Teks Bacaan:
Menyaksikan matahari terbit di pantai berpasir putih, melihat perahu bermesin boat berlabuh, angin yang berhembus sejuk dengan pemandangan biru dan hijau laut yang jernih membuat diri ini melayang, apalagi bukit-bukit berpohon kelapa di pulau seberang, seperti tidak ingin pulang rasanya. Saat saya duduk di kafe dekat pantai, melihat aktifitas para turis asing alias bule berseliweran, kadang ada yang telanjang dada, kadang berswimsuit, mata saya terus menerus berkerling, jadi ini yang disebut Gili Trawangan, dan pantas semua orang menyukainya.

Soal Latihan 1: Menurut teks tentang Gili Trawangan, hal apa saja yang membuat diri penulis terasa melayang? Jelaskan dalam satu sampai tiga kalimat.
Soal Latihan 2:
Jawablah pertanyaan berikut berdasarkan teks tentang Gili Trawangan.
(a) Di mana penulis duduk ketika melihat para turis asing berseliweran?
(b) Pohon apa yang tumbuh di bukit-bukit pulau seberang?
(c) Apa warna pasir pantai tempat penulis menyaksikan matahari terbit?

Kutipan Data:
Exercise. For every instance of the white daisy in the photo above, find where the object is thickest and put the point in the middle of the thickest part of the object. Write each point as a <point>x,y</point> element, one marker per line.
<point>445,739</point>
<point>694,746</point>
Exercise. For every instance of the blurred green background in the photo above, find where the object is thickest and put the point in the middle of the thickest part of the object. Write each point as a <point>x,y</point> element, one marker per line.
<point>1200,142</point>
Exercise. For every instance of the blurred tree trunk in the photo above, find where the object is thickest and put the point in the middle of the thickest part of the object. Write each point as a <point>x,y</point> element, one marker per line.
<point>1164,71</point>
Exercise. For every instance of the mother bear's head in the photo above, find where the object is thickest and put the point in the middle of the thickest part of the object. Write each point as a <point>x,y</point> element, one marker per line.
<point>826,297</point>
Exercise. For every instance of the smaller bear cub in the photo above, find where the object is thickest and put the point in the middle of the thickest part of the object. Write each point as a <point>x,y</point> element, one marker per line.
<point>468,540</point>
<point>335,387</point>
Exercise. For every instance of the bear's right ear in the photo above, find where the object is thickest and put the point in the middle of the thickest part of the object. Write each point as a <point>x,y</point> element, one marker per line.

Pembahasan Jawaban 1: Penulis merasa melayang karena menyaksikan matahari terbit di pantai berpasir putih, melihat perahu bermesin berlabuh, merasakan angin yang berembus sejuk, dan memandang laut jernih yang biru dan hijau. Bukit-bukit berpohon kelapa di pulau seberang menambah perasaan itu sehingga penulis seperti tidak ingin pulang.

Pembahasan Jawaban 2:
(a) Di kafe dekat pantai.
(b) Pohon kelapa.
(c) Putih.